Source document:
Segment Open
In [190]:
from langchain_community.llms import HuggingFaceHub
from langchain_community.chat_models import ChatHuggingFace
from langchain.prompts import ChatPromptTemplate
import os
import shutil
import fitz
from llama_index.core.node_parser import SentenceSplitter

from langchain_community.vectorstores import Chroma
from langchain_openai import OpenAIEmbeddings
from langchain import PromptTemplate
from langchain.chains import RetrievalQA
from langchain_openai import ChatOpenAI
from IPython.display import display
import openai
import base64
from openai import OpenAI
from langchain import PromptTemplate
from tqdm import tqdm
import pandas as pd


In [None]:
os.environ["OPENAI_API_KEY"] = None

In [192]:
def clear_output_folder(folder_path):
    if os.path.exists(folder_path):
        shutil.rmtree(folder_path)
        print(f'Existing folder "{folder_path}" and its contents have been removed.')
    os.makedirs(folder_path, exist_ok=True)
    print(f'Folder "{folder_path}" is ready for new content.')

In [193]:
def extract_images_and_text(pdf_path, images_output_folder, text_output_file):
    os.makedirs(images_output_folder, exist_ok=True)
Segment Closed
Assignment: Pick up the PDF-processing notebook code right after its last line and keep writing it. The records that come next are separate from the notebook code above.

Provided material:
Segment Open
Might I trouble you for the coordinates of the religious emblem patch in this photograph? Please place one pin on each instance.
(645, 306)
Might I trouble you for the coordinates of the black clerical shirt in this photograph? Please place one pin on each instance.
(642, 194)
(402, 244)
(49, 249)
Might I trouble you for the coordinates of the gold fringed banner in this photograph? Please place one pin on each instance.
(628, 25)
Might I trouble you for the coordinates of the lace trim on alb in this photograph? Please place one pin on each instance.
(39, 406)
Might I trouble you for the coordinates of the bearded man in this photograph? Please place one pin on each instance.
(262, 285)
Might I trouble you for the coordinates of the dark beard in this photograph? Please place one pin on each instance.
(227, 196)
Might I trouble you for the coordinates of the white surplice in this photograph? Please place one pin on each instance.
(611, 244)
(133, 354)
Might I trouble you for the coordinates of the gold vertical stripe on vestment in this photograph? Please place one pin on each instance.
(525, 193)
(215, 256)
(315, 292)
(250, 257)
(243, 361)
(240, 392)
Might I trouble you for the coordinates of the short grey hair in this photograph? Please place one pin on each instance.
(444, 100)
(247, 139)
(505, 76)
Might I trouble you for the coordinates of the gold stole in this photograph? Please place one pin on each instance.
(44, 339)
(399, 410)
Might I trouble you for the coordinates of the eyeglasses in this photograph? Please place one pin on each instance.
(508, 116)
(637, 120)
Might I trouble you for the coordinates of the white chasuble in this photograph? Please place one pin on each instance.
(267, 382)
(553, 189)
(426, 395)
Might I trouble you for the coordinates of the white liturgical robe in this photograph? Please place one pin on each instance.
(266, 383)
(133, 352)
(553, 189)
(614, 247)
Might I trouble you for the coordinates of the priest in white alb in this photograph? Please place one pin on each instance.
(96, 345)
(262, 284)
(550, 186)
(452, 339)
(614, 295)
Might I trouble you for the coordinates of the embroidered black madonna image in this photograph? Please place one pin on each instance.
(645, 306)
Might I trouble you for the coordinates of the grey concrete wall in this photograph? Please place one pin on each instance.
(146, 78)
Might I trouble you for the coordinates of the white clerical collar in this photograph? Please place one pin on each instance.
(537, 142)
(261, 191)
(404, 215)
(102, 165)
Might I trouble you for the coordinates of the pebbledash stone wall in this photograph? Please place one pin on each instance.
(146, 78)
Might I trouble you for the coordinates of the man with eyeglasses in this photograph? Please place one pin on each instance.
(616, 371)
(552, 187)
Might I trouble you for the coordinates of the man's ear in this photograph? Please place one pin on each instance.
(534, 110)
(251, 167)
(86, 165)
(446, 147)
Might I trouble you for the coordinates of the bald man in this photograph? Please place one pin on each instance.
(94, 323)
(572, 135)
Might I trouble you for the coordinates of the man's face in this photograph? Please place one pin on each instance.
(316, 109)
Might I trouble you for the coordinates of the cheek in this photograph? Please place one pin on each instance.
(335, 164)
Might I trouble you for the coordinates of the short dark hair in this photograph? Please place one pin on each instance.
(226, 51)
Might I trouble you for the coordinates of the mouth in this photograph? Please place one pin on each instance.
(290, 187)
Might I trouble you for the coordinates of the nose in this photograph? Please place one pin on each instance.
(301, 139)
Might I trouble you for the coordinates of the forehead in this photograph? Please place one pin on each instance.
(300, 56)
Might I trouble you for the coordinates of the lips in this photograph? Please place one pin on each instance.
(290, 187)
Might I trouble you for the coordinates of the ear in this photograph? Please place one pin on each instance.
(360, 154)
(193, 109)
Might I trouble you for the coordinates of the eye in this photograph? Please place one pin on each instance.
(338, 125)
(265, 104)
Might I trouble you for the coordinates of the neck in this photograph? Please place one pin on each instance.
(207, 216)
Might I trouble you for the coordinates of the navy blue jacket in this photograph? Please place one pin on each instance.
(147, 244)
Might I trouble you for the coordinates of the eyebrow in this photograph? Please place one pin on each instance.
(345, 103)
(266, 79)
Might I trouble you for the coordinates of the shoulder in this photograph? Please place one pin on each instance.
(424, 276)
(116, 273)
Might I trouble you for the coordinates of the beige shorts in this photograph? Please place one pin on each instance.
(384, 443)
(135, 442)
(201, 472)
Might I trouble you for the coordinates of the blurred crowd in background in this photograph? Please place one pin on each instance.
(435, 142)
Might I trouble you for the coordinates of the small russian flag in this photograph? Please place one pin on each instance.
Segment Closed
Response to the exercise:
    doc = fitz.open(pdf_path)

    with open(text_output_file, "w", encoding="utf-8") as txt_file:
        for page_num in range(len(doc)):
            page = doc.load_page(page_num) 

            text = page.get_text()
            txt_file.write(f"--- Page {page_num + 1} ---\n")
            txt_file.write(text)
            txt_file.write("\n\n")

            image_list = page.get_images(full=True)
            if image_list:
                for img_index, img in enumerate(image_list, start=1):
                    xref = img[0]
                    base_image = doc.extract_image(xref)
                    image_bytes = base_image["image"]
                    image_ext = base_image["ext"]
                    image_filename = f"page{page_num + 1}_img{img_index}.{image_ext}"
                    image_path = os.path.join(images_output_folder, image_filename)
                    with open(image_path, "wb") as img_file:
                        img_file.write(image_bytes)
            else:
                print(f"No images found on page {page_num + 1}.")
        
        print(f"\nText extraction complete. Saved to '{text_output_file}'.")
        print(f"Image extraction complete. Images saved in '{images_output_folder}'.")

In [194]:
pdf_path = 'files/demo4.pdf'
images_output_folder = 'extracted_content'
text_output_file = f'{images_output_folder}/pages.txt'
clear_output_folder(images_output_folder)
extract_images_and_text(pdf_path, images_output_folder, text_output_file)

Existing folder "extracted_content" and its contents have been removed.
Folder "extracted_content" is ready for new content.
No images found on page 2.

Text extraction complete. Saved to 'extracted_content/pages.txt'.
Image extraction complete. Images saved in 'extracted_content'.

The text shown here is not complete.